● Problem
Your output should be the line with "Query: ocean water" followed by every remaining line of the entries, reproduced exactly.

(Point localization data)

◇ ◇ ◇ ◇ ◇

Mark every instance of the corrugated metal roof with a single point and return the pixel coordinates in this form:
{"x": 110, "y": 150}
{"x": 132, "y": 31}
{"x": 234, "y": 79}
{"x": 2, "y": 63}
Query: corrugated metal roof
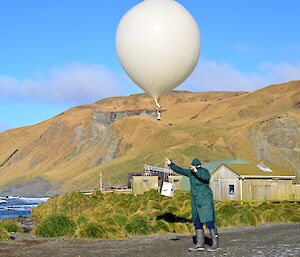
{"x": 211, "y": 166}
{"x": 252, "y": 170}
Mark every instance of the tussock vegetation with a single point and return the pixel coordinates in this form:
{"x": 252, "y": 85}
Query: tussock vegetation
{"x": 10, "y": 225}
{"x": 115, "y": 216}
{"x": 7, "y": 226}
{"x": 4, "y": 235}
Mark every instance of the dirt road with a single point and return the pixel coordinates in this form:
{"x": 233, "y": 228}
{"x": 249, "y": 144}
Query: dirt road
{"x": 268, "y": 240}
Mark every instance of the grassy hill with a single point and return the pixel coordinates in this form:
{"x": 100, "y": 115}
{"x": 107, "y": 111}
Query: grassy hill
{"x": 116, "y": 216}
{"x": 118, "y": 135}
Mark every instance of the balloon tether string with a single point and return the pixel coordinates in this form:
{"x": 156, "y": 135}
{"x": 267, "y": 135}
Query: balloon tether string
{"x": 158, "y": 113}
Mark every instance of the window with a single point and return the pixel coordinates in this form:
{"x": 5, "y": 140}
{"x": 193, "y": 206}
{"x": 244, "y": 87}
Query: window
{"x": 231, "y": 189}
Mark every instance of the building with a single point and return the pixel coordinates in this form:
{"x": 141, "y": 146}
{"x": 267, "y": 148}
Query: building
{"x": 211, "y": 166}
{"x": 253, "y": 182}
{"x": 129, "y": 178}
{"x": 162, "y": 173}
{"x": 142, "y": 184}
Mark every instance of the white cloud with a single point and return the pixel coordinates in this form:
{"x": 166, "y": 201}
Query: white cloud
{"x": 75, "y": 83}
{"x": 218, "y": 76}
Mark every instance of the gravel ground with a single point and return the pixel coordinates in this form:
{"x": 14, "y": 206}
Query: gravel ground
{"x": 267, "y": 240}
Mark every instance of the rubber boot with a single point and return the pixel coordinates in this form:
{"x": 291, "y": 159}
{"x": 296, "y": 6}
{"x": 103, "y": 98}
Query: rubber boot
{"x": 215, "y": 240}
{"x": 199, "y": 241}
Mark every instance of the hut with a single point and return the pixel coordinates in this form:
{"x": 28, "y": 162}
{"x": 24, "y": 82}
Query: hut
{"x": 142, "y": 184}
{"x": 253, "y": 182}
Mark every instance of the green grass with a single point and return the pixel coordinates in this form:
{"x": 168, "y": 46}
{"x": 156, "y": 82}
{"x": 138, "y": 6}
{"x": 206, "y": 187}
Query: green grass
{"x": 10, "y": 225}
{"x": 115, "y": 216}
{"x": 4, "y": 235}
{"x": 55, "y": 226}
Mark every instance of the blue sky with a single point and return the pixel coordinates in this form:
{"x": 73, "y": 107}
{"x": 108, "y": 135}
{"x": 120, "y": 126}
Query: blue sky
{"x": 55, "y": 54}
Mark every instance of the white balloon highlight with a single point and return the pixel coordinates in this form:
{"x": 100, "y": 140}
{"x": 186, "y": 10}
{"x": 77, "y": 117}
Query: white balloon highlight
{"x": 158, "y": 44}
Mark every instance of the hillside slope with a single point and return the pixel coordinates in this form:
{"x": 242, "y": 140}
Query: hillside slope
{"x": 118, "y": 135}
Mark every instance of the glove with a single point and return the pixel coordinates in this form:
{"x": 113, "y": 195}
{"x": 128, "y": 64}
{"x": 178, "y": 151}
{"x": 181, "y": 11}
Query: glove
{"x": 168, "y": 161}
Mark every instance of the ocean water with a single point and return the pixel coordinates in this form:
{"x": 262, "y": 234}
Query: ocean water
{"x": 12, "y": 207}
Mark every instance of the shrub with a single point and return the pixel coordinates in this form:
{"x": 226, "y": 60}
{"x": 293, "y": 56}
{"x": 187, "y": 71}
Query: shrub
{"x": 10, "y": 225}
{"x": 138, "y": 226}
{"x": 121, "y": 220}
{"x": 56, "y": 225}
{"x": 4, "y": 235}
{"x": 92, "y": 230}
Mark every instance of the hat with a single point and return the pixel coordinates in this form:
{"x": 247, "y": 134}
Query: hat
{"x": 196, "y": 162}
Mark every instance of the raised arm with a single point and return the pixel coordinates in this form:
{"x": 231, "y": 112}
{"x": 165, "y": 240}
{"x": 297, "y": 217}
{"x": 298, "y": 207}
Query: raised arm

◇ ◇ ◇ ◇ ◇

● Written response
Query: ocean water
{"x": 12, "y": 207}
Mark every instance of the shrub with a single point and return the pixel coordinates in this form:
{"x": 226, "y": 60}
{"x": 293, "y": 56}
{"x": 187, "y": 71}
Query: shrub
{"x": 10, "y": 225}
{"x": 138, "y": 226}
{"x": 121, "y": 220}
{"x": 56, "y": 225}
{"x": 4, "y": 235}
{"x": 92, "y": 230}
Mark every instance of the hat with a single point and return the pixel coordinates in this form:
{"x": 247, "y": 134}
Query: hat
{"x": 196, "y": 162}
Mark every instance of the raised arm with a single point and return the pixel coordinates in this form:
{"x": 231, "y": 112}
{"x": 165, "y": 240}
{"x": 297, "y": 217}
{"x": 298, "y": 207}
Query: raised arm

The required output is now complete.